In your copy of the entries, please include no pictures and return every word exactly.

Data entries
========================

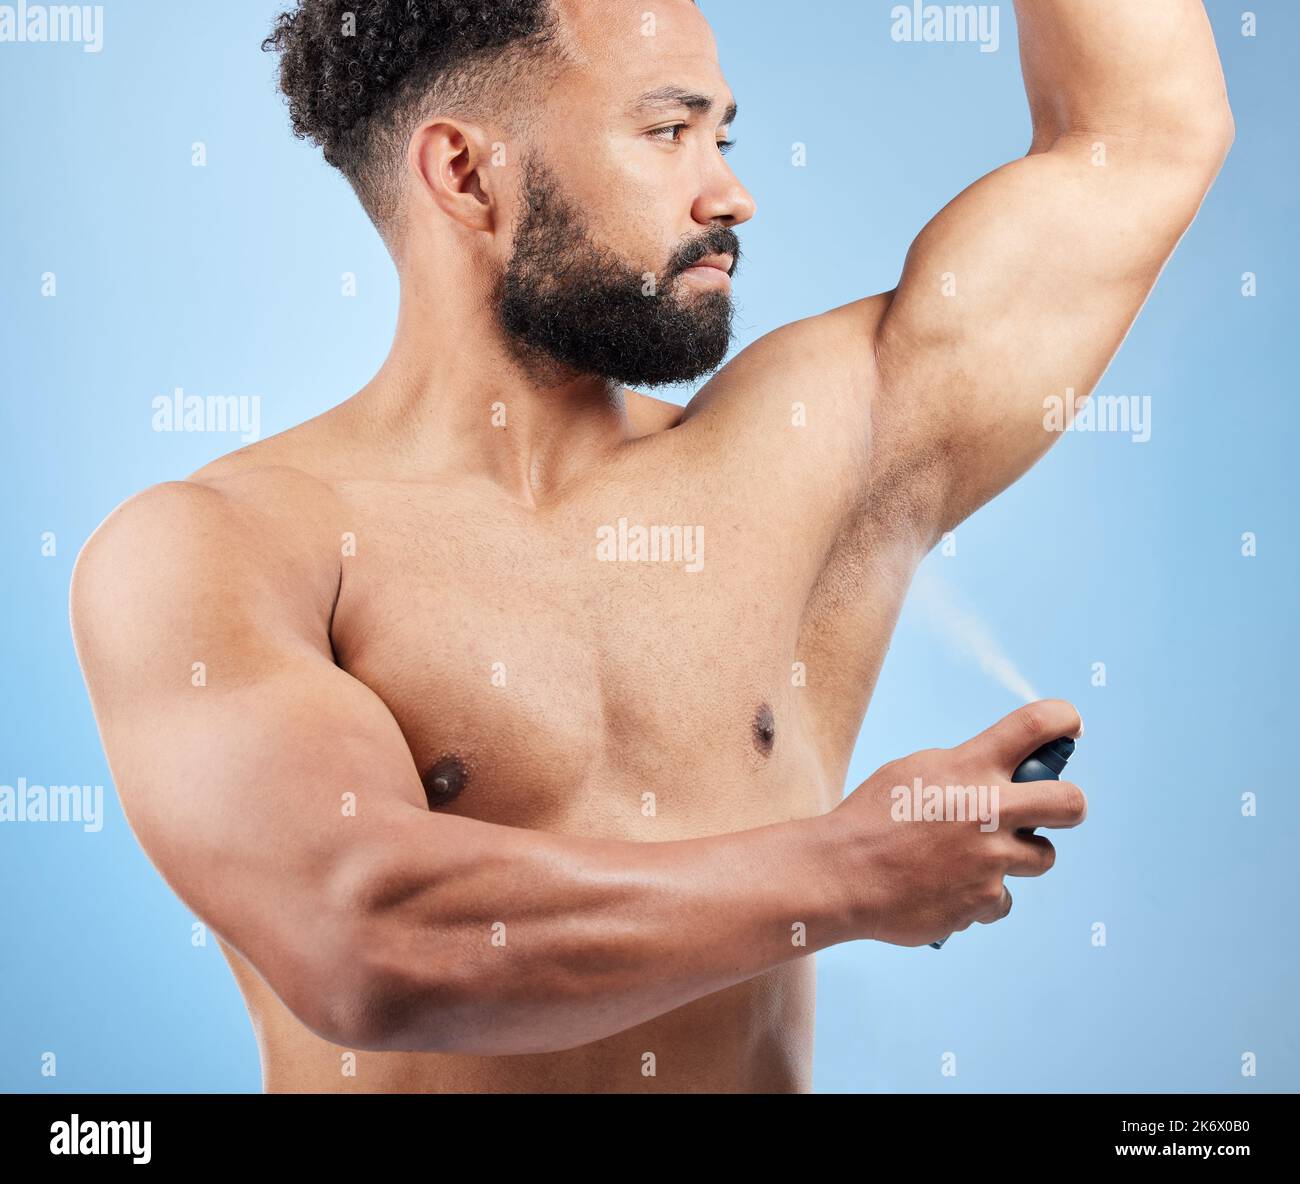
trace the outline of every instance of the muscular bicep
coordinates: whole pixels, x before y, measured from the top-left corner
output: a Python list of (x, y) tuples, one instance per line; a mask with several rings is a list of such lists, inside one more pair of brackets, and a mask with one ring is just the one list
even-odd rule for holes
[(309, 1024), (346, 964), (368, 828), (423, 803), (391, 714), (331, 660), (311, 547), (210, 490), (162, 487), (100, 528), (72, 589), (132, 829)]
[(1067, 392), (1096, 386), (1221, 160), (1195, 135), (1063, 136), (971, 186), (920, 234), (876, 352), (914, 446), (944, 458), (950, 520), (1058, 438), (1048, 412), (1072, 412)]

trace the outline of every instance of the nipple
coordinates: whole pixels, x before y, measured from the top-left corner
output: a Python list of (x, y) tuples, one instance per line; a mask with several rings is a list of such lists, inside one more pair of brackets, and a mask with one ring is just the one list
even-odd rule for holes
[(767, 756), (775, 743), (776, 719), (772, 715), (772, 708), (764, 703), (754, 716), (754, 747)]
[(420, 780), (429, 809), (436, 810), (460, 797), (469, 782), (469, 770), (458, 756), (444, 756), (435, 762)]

========================

> EXERCISE ANSWER:
trace the outline of every instance of the muscular bicep
coordinates: whole pixels, x before y, measured from the top-left corner
output: a Python list of (x, y) tuples, one instance per line; a mask with several rings is a list of such lists, inside one more pair of brackets, and a mask with one ring is just the one list
even-odd rule for holes
[(309, 1024), (346, 964), (368, 828), (423, 803), (391, 714), (331, 660), (311, 547), (210, 490), (162, 487), (100, 528), (72, 589), (132, 829)]
[(1067, 392), (1096, 386), (1221, 160), (1195, 135), (1063, 136), (971, 186), (920, 234), (876, 352), (914, 446), (944, 458), (950, 520), (1058, 438), (1048, 412), (1072, 412)]

trace the outline of every instance of the nipple
coordinates: whole pixels, x before y, measured from the top-left corner
output: a Python list of (x, y) tuples, one instance per line; a mask with several rings is a list of such lists, inside one more pair of brackets, and a mask with one ring is just the one list
even-odd rule for holes
[(767, 756), (775, 743), (776, 719), (772, 715), (772, 708), (764, 703), (754, 716), (754, 747)]
[(420, 780), (429, 809), (436, 810), (460, 797), (469, 782), (469, 770), (458, 756), (444, 756), (435, 762)]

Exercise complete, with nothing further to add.